(Dataset excerpts on pointing to objects)
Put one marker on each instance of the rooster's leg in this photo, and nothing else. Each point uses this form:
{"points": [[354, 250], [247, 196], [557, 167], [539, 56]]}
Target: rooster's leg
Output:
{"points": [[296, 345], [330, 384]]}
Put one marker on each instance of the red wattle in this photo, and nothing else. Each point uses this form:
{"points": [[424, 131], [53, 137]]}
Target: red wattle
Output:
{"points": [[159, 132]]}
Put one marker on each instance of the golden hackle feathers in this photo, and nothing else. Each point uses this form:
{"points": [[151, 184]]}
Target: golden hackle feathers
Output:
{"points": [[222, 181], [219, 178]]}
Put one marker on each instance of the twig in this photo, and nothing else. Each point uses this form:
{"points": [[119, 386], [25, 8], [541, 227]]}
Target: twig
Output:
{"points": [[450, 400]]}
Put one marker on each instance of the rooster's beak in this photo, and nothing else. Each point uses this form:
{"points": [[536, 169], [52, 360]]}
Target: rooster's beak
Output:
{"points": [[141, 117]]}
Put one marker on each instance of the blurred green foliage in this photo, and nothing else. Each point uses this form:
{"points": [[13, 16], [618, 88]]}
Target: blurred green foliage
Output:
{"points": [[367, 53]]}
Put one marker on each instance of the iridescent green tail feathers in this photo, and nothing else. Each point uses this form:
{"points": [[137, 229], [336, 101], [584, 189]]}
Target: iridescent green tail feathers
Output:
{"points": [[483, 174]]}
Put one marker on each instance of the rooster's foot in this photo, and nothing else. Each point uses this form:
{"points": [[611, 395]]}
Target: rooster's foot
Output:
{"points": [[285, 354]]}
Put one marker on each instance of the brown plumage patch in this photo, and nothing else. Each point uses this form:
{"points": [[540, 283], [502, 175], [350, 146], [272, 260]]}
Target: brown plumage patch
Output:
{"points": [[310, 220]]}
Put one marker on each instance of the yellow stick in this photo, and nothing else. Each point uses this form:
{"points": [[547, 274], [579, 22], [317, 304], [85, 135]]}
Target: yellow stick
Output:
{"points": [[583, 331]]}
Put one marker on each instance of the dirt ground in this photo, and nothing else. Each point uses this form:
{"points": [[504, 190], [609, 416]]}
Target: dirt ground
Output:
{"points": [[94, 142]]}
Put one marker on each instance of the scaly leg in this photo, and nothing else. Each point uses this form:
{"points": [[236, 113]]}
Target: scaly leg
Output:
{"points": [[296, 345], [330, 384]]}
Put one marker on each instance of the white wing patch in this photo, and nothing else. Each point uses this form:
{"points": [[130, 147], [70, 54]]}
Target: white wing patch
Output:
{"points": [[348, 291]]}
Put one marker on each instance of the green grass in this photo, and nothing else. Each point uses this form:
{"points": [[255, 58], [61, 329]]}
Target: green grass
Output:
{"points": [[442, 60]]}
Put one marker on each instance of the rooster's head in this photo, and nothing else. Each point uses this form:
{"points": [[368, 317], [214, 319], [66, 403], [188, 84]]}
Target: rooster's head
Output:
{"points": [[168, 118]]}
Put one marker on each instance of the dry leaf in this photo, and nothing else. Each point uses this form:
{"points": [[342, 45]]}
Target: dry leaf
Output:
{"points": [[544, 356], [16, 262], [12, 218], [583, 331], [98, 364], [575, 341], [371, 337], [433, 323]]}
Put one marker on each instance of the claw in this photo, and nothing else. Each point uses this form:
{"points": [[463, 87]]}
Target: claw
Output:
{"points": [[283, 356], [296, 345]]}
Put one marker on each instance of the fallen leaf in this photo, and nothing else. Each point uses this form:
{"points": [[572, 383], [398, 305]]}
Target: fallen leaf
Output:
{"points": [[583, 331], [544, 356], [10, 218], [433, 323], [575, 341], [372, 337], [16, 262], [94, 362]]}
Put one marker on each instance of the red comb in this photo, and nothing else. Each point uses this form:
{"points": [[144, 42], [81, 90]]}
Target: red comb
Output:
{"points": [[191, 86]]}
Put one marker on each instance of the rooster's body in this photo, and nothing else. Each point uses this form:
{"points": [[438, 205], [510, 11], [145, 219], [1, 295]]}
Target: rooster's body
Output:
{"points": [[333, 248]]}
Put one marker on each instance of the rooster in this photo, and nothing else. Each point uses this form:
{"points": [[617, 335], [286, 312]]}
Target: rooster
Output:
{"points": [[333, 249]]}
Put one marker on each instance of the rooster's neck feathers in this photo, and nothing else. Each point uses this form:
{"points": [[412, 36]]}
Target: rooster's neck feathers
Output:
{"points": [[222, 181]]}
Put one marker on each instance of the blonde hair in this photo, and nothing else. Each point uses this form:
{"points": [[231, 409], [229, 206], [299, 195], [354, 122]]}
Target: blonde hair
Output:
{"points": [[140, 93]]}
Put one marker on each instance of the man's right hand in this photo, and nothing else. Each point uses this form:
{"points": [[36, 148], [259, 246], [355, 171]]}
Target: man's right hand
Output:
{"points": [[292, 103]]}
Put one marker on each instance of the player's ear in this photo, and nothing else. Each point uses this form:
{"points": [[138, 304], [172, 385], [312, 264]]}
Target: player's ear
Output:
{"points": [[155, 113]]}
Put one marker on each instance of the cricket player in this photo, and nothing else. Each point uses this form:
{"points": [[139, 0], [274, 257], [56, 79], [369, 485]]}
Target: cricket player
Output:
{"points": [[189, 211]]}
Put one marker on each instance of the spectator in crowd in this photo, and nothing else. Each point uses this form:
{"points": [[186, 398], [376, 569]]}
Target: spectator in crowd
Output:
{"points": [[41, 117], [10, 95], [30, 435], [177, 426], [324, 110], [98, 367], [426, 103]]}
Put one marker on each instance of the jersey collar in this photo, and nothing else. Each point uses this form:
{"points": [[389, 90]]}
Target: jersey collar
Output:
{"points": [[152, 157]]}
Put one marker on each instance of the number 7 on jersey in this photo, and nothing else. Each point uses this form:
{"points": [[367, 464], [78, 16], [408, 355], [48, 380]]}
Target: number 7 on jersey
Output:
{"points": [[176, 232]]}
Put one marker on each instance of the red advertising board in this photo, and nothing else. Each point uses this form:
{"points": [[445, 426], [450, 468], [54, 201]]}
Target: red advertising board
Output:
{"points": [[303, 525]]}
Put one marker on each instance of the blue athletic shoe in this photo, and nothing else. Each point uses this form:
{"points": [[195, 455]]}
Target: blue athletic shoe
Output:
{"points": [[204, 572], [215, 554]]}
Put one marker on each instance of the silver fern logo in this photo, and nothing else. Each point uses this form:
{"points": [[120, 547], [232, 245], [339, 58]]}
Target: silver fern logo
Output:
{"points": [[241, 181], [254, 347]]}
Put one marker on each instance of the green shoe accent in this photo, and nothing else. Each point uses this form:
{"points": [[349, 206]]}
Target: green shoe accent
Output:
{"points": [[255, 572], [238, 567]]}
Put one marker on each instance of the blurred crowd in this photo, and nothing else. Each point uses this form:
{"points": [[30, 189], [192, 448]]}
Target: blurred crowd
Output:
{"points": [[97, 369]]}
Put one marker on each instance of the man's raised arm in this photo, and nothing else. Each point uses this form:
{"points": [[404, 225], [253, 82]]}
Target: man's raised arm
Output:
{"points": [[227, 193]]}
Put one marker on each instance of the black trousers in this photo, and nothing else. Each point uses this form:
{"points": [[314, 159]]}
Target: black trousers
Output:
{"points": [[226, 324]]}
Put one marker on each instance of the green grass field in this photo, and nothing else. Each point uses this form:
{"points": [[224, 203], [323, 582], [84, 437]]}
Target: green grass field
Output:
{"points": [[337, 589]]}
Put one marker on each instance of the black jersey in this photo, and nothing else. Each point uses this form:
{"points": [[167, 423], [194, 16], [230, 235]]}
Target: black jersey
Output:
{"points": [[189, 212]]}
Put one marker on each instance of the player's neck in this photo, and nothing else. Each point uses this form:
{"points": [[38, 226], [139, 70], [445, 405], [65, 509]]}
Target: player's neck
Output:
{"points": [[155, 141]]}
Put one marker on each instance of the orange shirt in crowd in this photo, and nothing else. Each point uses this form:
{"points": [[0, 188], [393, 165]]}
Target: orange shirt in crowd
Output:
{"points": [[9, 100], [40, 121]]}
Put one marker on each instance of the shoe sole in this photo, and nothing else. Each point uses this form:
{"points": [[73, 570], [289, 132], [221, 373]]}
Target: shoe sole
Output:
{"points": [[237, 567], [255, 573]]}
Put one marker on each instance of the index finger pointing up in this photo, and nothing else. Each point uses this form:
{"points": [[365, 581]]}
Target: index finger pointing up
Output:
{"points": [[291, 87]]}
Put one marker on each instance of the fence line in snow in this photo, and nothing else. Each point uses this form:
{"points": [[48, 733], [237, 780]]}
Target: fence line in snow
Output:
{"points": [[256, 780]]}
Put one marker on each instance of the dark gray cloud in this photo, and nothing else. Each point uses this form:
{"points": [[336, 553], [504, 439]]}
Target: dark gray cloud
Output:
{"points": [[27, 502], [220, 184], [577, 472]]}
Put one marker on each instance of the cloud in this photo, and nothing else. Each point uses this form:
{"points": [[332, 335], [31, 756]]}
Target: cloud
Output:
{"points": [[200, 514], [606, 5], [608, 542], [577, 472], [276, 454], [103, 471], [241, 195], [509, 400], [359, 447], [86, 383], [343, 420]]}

| Aim |
Reproduce the stretch from the line containing "Put one marker on each instance of the cloud" through the end of the data, swapping "marker" for "dot" and leaving everything else unchanged.

| Correct answer |
Put one dot on each instance of the cloud in this photo, and nothing else. Each point uses this form:
{"points": [[332, 335], [31, 756]]}
Target: cloud
Output:
{"points": [[200, 514], [606, 5], [608, 542], [577, 472], [276, 454], [103, 471], [241, 195], [509, 400], [359, 447], [86, 383], [343, 420]]}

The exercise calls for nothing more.